**Your instructions:**
Keyword search on "firefighter": report each line of the records that contains it.

[Items from a dataset]
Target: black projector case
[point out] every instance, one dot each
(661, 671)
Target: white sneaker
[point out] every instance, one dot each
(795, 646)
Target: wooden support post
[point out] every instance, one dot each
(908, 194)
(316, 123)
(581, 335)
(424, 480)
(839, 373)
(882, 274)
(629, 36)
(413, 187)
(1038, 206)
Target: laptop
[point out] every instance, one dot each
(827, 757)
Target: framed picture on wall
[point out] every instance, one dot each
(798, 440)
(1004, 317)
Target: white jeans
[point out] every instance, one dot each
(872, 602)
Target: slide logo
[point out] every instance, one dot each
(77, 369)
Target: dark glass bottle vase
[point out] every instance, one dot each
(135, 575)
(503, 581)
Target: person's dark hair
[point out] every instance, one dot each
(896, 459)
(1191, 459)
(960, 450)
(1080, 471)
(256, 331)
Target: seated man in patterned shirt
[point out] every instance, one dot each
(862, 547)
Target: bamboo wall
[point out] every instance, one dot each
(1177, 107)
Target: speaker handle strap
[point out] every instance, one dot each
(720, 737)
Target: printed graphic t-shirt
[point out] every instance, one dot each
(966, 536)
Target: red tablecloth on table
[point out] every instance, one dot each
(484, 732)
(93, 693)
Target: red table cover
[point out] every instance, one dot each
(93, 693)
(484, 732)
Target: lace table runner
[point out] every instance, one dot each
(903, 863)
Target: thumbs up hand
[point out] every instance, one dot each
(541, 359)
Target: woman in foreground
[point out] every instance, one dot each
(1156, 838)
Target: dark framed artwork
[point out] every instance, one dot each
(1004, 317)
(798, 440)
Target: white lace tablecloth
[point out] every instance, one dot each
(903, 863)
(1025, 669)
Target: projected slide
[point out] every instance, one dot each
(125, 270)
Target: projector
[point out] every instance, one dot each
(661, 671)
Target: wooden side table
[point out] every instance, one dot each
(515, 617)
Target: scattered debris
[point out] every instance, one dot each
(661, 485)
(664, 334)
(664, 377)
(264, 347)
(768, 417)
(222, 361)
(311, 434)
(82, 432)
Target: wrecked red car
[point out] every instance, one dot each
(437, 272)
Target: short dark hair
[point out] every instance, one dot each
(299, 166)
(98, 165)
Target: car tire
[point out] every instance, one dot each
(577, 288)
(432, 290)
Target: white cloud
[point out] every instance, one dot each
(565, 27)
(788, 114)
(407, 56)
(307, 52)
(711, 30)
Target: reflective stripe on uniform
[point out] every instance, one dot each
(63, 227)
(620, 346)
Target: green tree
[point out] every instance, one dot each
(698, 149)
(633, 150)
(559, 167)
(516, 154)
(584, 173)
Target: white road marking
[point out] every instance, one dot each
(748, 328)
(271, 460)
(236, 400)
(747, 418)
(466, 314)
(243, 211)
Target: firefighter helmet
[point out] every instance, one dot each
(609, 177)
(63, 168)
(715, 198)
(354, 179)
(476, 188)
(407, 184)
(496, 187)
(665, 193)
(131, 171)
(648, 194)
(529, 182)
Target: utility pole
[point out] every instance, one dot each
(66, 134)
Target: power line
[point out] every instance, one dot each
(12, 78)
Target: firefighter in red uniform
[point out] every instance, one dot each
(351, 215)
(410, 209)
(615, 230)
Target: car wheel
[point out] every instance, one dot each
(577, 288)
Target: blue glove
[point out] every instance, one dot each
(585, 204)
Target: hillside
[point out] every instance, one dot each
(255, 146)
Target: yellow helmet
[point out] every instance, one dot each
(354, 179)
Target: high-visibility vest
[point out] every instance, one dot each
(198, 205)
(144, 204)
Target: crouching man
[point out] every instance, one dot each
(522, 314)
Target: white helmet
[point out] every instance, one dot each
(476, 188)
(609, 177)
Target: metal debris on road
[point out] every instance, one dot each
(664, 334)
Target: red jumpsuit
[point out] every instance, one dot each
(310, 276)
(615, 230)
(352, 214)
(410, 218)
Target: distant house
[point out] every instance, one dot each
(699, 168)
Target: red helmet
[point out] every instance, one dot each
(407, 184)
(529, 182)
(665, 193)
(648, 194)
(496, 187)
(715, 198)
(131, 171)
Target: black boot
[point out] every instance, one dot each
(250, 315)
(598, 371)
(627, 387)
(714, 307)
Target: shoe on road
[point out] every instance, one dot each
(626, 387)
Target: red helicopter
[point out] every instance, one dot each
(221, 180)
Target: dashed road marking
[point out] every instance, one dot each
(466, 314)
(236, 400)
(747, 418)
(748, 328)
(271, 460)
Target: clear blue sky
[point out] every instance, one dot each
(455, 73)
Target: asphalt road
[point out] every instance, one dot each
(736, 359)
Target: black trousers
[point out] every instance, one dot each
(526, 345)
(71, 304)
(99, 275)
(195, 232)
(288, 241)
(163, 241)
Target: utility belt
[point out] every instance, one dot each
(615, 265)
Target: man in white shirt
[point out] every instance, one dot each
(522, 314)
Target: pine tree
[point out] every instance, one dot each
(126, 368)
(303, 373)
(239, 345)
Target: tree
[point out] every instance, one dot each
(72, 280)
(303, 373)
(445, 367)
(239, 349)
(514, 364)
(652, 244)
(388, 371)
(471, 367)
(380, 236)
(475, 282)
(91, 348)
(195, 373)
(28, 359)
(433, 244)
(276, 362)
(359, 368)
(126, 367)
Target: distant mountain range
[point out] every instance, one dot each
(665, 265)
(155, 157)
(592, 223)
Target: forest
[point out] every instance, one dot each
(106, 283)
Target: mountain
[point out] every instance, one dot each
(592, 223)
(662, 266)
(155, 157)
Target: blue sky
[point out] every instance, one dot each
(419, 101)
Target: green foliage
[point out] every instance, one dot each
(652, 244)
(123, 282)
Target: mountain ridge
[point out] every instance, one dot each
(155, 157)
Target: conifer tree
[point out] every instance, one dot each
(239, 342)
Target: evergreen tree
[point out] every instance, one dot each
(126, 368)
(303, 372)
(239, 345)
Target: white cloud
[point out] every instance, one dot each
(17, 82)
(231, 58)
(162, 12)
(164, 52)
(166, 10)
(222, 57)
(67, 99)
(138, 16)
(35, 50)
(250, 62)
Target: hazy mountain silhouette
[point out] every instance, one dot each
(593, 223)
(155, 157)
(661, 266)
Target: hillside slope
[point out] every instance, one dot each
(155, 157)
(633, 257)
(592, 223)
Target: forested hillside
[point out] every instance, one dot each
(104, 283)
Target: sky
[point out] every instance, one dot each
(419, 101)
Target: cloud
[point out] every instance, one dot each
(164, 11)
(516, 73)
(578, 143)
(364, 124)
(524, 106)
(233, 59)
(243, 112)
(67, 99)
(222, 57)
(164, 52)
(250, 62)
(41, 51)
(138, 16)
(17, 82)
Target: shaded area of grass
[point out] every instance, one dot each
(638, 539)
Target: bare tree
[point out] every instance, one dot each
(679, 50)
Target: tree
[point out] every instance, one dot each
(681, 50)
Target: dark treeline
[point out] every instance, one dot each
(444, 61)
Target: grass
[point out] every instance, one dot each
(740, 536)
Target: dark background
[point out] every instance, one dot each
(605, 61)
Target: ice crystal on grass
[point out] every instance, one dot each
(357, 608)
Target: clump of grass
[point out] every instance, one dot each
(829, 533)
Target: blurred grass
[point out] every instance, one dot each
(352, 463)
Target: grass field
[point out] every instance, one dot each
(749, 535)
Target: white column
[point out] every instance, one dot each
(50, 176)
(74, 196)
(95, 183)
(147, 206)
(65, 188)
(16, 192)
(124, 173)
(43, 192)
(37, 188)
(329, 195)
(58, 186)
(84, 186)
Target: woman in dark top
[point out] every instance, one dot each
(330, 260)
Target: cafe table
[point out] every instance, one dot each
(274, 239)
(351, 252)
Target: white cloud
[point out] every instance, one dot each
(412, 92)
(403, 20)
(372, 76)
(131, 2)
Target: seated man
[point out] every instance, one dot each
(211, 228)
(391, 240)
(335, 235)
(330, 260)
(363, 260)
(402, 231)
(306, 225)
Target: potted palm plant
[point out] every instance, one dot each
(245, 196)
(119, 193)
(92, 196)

**Completed task:**
Target: firefighter helmet
Target: firefighter in red uniform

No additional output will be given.